◆ **JOB**: Begin at the line that contains "Practice: put a marker on each instance of the police" and repeat every line from there to the end of the records below, inclusive, without adding any other line.

RECORDS SUPPLIED start

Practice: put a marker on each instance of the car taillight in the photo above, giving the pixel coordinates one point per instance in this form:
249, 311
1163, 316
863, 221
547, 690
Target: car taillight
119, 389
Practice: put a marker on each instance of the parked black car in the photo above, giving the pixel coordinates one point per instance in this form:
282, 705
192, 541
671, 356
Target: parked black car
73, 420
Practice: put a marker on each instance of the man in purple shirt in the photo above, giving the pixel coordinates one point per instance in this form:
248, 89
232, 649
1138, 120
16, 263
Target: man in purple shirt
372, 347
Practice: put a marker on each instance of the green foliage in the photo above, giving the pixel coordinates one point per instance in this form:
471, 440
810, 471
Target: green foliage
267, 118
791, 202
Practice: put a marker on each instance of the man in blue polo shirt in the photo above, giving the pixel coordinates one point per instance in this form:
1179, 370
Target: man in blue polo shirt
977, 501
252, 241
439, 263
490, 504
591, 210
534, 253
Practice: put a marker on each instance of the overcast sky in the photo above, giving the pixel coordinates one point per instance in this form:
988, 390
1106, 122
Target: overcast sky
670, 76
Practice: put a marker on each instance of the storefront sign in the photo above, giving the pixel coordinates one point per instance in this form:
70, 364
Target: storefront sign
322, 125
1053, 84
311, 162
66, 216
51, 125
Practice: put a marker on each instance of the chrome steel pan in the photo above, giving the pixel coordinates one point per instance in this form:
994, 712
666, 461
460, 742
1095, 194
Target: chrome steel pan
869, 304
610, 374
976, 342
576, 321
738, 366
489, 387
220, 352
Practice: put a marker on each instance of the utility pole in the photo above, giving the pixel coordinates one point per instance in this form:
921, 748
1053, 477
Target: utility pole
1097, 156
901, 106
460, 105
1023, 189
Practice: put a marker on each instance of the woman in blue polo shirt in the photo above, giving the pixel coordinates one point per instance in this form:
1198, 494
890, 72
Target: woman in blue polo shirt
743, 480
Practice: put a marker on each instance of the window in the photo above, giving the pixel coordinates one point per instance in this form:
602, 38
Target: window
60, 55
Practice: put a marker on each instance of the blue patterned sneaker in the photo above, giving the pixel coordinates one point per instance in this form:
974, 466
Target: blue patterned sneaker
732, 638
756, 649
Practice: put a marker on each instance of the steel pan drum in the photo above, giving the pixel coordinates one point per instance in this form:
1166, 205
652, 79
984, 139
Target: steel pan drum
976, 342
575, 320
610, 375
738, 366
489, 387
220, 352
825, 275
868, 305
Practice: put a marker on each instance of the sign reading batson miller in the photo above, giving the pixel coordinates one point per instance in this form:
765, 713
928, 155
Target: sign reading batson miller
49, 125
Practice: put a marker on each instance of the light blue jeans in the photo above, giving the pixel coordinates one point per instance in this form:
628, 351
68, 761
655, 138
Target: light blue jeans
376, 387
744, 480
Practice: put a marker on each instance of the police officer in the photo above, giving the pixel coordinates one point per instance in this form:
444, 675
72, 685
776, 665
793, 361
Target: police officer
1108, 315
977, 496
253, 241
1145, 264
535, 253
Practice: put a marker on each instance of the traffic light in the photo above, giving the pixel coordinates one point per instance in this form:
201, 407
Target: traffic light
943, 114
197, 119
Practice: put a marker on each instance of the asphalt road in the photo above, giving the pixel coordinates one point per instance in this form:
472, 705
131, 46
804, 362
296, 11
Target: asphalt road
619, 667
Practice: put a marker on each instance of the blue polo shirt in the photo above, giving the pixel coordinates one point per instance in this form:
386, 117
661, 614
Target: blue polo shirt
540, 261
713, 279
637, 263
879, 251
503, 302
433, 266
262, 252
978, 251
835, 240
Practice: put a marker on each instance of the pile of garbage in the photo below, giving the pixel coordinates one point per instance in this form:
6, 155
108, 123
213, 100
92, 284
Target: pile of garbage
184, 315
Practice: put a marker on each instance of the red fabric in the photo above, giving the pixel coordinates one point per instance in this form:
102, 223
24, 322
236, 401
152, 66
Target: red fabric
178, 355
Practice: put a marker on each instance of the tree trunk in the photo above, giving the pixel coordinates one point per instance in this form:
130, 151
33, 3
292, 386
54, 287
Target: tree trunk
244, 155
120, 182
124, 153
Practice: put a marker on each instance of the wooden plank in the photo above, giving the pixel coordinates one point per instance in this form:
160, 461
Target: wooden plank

RECORDS SUPPLIED end

◆ **SOLUTION FOR THIS TASK**:
Practice: put a marker on each instance of the police officer in the photo above, giving the pixel coordinates one point per instance in this form:
444, 675
72, 685
776, 665
793, 361
Target: police officer
1108, 315
977, 496
253, 241
1145, 264
535, 253
Practice: put a marker on each instance of the traffic light in the photo above, giving the pixel coordinates one point per instance in this form:
201, 407
Target: traffic light
943, 114
197, 119
Practice: put a marker on each instance of the asphalt road in the photo above, giving the pixel coordinates one point per instance in this form:
472, 705
131, 46
804, 362
296, 11
Target: asphalt road
619, 667
Practice: put a marker on each instance of the blue polo shirt in the photo above, giving the pixel coordinates one point per instance in this form:
386, 117
661, 614
Target: blue polo shirt
540, 261
713, 279
637, 263
879, 251
503, 302
433, 266
262, 252
978, 251
835, 240
Practice: put a marker on each instance of the pile of garbage in the photo below, giving the pixel coordinates one point per instance in this form:
6, 155
108, 123
213, 100
92, 284
Target: pile of garbage
184, 315
Practice: put a marker on each instance of the red fabric in the photo above, giving the pixel coordinates one point per instance in this form:
102, 223
24, 322
236, 401
152, 66
Target: red fabric
178, 355
Practice: put a marker on each instance of the tree trunk in the photo above, giving the pixel coordinates one point per instance in this form:
130, 151
33, 3
292, 386
54, 287
Target: tree trunk
244, 155
120, 182
124, 153
Practice: put a marker on each instance of the wooden plank in the photo above, giving the pixel coordinates one point per instance in this form:
160, 461
Target: wooden plank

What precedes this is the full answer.